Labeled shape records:
::::::::::

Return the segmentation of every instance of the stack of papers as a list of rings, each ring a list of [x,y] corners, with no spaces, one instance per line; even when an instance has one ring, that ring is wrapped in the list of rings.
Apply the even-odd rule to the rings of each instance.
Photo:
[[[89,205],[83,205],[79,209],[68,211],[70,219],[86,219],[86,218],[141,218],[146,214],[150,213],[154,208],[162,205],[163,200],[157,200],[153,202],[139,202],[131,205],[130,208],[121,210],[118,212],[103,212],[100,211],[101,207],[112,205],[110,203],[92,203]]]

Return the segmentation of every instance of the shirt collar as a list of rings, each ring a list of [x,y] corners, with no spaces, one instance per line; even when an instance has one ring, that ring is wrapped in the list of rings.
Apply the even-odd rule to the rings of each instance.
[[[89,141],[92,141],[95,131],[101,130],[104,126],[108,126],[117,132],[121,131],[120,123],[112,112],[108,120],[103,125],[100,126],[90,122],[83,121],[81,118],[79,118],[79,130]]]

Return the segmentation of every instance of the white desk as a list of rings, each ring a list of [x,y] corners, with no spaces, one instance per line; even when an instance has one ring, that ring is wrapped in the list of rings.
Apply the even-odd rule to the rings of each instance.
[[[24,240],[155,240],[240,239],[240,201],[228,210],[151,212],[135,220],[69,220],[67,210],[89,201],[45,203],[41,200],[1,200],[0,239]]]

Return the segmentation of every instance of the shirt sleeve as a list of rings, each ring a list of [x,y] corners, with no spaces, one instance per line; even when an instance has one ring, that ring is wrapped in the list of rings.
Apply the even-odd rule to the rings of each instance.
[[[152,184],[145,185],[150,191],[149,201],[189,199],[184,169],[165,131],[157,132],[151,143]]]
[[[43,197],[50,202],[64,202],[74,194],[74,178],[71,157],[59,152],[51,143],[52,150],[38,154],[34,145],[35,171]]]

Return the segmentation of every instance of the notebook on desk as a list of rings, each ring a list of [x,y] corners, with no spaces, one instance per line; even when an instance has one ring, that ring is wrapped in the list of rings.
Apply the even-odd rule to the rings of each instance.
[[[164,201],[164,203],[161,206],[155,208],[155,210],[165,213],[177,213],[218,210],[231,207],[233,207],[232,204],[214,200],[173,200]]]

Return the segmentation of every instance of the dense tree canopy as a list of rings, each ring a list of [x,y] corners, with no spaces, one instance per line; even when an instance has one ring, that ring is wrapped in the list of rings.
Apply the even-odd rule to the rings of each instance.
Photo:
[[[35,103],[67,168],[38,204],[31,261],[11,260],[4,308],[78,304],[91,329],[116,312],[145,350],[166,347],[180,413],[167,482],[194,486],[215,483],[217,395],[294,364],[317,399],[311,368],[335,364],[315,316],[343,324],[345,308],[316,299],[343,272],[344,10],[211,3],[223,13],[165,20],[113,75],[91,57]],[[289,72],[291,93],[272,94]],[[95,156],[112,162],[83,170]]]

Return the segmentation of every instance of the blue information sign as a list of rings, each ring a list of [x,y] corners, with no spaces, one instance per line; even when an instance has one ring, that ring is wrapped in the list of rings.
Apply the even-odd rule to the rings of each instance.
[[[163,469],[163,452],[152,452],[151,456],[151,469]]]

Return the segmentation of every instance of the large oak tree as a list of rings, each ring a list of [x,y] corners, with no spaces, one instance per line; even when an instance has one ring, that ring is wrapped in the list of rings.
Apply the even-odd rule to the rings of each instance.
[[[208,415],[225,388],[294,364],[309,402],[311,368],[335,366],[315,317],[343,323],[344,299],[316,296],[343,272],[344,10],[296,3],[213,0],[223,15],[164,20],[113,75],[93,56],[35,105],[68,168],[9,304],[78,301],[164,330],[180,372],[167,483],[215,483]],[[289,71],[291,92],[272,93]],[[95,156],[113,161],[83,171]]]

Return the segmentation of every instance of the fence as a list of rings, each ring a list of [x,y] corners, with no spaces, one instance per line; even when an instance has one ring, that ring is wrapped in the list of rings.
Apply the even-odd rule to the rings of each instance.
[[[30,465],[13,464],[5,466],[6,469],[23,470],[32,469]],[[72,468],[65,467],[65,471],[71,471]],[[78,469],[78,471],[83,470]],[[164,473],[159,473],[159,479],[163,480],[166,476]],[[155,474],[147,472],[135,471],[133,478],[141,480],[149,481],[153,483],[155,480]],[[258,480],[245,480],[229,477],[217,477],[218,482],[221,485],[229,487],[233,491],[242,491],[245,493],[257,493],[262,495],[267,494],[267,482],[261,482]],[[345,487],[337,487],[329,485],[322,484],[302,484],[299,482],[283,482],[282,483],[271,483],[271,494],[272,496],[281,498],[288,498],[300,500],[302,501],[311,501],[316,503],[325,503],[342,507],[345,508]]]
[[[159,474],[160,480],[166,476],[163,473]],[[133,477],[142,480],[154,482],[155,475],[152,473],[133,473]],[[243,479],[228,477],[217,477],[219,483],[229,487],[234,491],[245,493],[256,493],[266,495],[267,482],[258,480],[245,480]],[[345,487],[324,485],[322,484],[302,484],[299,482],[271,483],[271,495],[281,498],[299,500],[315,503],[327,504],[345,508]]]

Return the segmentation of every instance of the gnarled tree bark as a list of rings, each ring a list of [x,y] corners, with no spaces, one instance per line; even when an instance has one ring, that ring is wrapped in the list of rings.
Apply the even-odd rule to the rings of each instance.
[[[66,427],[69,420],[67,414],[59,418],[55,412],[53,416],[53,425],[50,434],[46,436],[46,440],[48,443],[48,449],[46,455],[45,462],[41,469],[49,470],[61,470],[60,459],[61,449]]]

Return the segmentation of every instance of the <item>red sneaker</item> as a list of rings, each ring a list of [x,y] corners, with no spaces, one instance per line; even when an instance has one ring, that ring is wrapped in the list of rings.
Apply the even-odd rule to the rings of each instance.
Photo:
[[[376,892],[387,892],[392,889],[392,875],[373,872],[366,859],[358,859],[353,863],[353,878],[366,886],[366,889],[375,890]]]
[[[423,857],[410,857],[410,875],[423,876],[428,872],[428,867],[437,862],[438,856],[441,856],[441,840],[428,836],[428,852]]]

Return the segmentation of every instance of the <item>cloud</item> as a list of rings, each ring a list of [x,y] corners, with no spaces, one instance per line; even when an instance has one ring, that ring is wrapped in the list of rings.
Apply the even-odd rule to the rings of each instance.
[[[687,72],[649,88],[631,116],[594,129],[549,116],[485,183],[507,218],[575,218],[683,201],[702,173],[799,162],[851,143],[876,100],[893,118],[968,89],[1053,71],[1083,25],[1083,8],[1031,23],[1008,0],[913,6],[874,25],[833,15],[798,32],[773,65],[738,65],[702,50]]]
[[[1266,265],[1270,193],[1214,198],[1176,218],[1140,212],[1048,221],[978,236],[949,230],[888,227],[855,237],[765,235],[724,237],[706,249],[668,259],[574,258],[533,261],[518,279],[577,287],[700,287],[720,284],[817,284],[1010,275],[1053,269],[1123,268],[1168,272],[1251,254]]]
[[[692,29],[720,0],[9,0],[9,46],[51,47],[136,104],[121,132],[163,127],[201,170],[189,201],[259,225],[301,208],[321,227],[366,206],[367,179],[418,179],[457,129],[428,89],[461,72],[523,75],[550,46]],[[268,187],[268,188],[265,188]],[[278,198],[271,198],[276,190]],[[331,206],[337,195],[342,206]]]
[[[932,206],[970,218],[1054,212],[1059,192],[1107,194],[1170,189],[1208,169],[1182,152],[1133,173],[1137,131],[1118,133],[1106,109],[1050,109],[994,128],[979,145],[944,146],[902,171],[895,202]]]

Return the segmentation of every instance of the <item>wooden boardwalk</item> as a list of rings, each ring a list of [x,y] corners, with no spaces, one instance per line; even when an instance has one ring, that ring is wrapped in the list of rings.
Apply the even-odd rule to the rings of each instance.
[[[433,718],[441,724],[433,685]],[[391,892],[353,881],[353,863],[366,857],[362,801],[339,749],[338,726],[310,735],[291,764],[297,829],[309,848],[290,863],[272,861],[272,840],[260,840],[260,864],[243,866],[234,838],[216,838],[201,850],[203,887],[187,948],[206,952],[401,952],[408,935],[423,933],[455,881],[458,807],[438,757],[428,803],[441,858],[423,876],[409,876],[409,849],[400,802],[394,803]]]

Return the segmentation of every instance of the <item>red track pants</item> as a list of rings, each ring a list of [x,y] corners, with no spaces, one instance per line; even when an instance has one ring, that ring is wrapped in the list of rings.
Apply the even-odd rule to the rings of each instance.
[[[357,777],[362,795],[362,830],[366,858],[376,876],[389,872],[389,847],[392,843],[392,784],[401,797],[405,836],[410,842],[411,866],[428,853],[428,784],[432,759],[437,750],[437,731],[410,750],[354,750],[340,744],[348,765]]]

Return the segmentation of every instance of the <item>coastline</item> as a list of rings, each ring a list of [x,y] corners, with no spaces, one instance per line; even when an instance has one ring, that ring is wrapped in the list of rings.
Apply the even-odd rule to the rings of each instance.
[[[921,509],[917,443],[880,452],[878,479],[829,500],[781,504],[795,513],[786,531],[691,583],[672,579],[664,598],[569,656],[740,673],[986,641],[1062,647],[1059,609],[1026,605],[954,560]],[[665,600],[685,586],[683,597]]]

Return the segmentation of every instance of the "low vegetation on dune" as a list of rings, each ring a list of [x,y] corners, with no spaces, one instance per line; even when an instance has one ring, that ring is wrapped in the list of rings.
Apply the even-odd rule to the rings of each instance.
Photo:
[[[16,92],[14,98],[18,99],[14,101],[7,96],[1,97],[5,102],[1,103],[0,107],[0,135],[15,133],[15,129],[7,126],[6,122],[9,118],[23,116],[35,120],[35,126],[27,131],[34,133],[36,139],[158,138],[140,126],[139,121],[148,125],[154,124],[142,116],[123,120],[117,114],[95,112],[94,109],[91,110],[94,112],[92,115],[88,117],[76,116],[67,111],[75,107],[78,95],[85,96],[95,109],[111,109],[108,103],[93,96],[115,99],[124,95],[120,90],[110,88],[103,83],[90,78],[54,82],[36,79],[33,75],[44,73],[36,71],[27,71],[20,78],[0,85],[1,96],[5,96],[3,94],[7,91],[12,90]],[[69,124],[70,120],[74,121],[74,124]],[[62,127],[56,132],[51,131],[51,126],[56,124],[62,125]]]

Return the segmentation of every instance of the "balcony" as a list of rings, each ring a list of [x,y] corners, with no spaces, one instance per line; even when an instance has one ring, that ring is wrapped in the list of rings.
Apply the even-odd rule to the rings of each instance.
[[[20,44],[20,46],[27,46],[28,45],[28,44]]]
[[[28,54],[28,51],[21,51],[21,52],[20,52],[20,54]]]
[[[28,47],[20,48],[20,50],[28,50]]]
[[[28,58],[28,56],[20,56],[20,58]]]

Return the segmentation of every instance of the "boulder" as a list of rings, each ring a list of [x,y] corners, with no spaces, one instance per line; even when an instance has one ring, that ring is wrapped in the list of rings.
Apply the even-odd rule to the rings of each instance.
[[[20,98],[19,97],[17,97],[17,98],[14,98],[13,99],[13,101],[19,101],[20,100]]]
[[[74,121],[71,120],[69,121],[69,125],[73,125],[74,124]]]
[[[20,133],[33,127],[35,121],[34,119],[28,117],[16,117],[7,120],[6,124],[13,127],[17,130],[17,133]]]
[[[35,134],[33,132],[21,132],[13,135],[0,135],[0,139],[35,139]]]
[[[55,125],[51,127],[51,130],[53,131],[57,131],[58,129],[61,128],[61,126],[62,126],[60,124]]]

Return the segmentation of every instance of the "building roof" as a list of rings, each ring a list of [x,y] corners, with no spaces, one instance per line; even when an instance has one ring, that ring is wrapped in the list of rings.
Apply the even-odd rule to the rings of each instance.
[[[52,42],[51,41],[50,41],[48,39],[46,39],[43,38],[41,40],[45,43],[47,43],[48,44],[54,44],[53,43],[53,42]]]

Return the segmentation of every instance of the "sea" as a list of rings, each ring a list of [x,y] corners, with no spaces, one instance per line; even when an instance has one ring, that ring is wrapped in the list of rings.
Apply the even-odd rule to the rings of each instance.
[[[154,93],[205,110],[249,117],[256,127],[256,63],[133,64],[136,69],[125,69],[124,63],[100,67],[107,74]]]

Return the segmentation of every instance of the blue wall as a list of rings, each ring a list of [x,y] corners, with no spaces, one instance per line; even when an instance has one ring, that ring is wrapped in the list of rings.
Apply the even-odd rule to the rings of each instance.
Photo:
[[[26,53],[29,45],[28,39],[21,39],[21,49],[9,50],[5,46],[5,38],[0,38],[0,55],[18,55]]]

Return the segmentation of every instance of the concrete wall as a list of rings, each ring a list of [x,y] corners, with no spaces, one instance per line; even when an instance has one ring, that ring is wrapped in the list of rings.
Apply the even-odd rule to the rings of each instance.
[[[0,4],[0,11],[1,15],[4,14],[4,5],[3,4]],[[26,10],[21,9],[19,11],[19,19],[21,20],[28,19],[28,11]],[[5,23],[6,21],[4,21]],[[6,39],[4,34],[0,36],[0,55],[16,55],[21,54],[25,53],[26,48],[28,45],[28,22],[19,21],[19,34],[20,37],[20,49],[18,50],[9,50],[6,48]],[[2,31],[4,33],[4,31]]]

::::::::::

- DIRECTION: Rewrite the lines of the listing as a Markdown table with the columns Row and Line, leaving out blank lines. Start at the line containing "Return the segmentation of every instance of the notebook" and end at the line containing "[[[163,469],[163,452],[152,452],[151,456],[151,469]]]", with both of those lines included.

- PROBLEM SOLUTION:
| Row | Line |
|---|---|
| 1 | Return the segmentation of every instance of the notebook on desk as a list of rings, each ring a list of [x,y] corners, with no spaces, one instance per line; even when an instance has one ring, that ring is wrapped in the list of rings. |
| 2 | Apply the even-odd rule to the rings of each instance. |
| 3 | [[[164,201],[164,203],[161,206],[155,208],[155,210],[165,213],[177,213],[218,210],[231,207],[233,207],[232,204],[214,200],[173,200]]] |
| 4 | Return the segmentation of every instance of the dense tree canopy as a list of rings, each ring a list of [x,y] corners, with no spaces, one instance per line; even when an instance has one ring, that ring is wrapped in the list of rings. |
| 5 | Apply the even-odd rule to the rings of each instance. |
| 6 | Photo: |
| 7 | [[[35,103],[67,168],[38,204],[31,261],[11,260],[4,308],[78,304],[91,329],[116,312],[145,350],[166,347],[180,413],[167,482],[194,486],[215,483],[217,395],[294,364],[317,399],[311,368],[335,364],[315,316],[343,324],[345,308],[316,299],[343,272],[344,10],[211,3],[223,13],[165,20],[113,75],[91,57]],[[289,72],[291,93],[272,94]],[[95,156],[112,162],[83,170]]] |
| 8 | Return the segmentation of every instance of the blue information sign as a list of rings, each ring a list of [x,y] corners, with no spaces, one instance per line; even when an instance has one ring, that ring is wrapped in the list of rings. |
| 9 | Apply the even-odd rule to the rings of each instance. |
| 10 | [[[163,469],[163,452],[152,452],[151,456],[151,469]]] |